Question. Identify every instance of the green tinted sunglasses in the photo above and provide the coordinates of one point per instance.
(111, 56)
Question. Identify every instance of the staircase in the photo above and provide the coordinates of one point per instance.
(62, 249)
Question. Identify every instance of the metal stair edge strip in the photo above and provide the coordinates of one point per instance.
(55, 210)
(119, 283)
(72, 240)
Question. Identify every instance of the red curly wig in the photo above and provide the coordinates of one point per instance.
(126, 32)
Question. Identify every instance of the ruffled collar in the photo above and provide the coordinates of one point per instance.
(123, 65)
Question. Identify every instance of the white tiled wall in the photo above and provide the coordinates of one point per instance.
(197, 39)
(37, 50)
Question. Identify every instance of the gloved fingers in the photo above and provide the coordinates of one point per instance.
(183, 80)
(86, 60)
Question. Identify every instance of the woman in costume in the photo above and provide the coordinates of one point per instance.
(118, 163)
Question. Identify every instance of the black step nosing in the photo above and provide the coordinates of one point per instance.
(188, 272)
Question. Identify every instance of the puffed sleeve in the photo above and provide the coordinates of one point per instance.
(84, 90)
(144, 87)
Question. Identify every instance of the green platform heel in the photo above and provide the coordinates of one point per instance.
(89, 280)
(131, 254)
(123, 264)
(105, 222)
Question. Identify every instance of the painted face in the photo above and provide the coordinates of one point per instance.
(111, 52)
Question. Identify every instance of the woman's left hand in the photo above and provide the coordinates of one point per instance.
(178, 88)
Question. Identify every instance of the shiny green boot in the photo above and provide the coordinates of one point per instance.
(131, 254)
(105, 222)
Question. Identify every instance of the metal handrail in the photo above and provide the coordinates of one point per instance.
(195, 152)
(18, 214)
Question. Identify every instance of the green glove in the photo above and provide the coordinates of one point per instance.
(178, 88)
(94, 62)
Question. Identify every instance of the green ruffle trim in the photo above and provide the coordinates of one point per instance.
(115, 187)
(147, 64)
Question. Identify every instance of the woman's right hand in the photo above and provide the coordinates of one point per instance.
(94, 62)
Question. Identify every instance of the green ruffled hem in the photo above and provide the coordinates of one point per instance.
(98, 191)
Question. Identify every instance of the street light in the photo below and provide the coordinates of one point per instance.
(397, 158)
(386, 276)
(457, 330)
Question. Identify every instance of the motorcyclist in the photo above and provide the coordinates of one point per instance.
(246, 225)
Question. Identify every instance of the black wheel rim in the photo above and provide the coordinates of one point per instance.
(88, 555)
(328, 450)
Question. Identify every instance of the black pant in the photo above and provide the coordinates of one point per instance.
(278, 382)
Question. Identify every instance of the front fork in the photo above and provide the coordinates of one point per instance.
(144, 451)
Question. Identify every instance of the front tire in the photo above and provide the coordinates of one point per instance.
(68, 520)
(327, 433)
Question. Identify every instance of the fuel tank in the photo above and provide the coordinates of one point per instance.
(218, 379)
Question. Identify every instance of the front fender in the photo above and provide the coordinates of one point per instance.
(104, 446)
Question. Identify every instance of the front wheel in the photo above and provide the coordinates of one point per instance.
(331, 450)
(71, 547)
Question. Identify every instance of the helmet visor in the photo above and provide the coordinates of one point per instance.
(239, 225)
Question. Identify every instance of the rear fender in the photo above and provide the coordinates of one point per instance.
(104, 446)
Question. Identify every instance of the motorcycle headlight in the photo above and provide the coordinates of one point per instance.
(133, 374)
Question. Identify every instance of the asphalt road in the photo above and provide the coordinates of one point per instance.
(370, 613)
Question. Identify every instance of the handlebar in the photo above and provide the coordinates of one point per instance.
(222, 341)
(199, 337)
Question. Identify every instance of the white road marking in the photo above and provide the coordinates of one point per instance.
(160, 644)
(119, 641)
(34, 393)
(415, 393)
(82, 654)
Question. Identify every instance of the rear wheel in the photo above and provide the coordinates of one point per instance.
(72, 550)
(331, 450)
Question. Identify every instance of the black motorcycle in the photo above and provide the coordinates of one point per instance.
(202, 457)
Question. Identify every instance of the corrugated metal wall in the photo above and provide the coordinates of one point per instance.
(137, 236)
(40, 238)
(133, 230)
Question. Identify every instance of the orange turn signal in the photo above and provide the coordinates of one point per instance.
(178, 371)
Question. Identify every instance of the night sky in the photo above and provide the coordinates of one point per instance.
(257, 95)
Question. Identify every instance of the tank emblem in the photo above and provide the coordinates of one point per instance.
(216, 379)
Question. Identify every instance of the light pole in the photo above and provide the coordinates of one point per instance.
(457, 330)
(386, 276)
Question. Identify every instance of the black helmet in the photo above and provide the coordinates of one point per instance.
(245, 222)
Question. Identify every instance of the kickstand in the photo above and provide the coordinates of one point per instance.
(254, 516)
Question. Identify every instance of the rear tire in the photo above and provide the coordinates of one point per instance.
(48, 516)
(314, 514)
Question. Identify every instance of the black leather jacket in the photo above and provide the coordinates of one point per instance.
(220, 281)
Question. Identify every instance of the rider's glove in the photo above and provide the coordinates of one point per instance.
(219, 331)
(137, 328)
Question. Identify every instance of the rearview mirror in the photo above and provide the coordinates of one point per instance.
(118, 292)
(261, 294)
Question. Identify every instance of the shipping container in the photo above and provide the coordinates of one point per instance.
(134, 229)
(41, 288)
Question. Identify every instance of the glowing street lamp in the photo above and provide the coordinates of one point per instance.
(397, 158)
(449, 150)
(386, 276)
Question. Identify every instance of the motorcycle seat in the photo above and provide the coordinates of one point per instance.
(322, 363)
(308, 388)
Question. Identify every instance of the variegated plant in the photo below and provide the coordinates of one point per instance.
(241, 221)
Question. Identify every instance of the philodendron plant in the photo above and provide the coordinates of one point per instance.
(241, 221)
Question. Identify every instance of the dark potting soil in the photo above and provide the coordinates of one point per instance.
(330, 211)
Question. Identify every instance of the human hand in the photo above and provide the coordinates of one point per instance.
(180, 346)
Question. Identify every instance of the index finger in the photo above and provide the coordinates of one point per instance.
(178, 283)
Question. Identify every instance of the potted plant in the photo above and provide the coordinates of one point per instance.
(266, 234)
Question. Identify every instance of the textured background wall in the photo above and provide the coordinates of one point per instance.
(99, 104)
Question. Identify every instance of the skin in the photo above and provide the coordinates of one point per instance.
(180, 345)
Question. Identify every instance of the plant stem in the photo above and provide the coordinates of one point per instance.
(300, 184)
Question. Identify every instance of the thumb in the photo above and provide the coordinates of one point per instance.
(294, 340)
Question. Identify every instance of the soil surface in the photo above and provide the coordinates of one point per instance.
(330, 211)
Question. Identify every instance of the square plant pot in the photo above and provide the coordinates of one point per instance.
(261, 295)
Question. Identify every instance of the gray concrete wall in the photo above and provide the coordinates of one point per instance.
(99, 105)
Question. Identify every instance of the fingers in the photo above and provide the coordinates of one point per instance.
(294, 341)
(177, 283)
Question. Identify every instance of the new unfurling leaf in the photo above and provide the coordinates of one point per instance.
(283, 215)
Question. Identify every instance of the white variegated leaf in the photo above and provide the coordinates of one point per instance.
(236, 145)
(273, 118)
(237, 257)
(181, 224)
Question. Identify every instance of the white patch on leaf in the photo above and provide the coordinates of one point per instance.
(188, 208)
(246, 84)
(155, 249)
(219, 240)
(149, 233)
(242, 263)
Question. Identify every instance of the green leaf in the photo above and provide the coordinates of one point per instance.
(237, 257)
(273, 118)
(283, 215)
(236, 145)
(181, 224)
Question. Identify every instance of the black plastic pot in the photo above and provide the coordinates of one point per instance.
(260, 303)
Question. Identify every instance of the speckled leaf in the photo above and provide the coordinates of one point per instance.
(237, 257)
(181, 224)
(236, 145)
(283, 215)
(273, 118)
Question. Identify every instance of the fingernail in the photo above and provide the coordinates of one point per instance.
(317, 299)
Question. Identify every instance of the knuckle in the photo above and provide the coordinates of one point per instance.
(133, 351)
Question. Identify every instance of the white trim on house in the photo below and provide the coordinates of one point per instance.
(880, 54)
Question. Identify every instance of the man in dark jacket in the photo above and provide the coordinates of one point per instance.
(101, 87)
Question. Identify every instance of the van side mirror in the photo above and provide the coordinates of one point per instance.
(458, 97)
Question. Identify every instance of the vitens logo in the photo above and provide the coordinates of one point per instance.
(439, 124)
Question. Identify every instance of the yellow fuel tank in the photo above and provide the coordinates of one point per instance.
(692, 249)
# # # # #
Instructions for the task:
For this exercise, please retype exactly the lines in the listing from the line with "Question. Identify every instance of the black plastic" through its last line, both ends included.

Output for this exercise:
Question. Identify every instance of the black plastic pot in the photo above and provide the coordinates of one point per instance.
(260, 303)
Question. Identify every instance of the speckled leaf in the photo above and provide the coordinates of one point per instance.
(237, 257)
(181, 224)
(236, 145)
(283, 215)
(273, 118)
Question. Identify every instance of the fingernail in the photo above and provide the coordinates of one point per instance.
(317, 299)
Question. Identify every instance of the knuckle in the photo above and provide the coordinates of one point per instance.
(133, 351)
Question. Identify every instance of the white trim on house in the photo below and provide the coordinates of one point per instance.
(880, 54)
Question. Identify every instance of the man in dark jacket in the photo above and provide the coordinates of one point per instance.
(101, 87)
Question. Identify every instance of the van side mirror in the photo above and provide the coordinates of one point per instance.
(458, 97)
Question. Identify every instance of the vitens logo in the photo above and provide the coordinates of one point per instance.
(439, 124)
Question. Identify every instance of the yellow fuel tank in the photo above and provide the coordinates of one point per instance.
(692, 249)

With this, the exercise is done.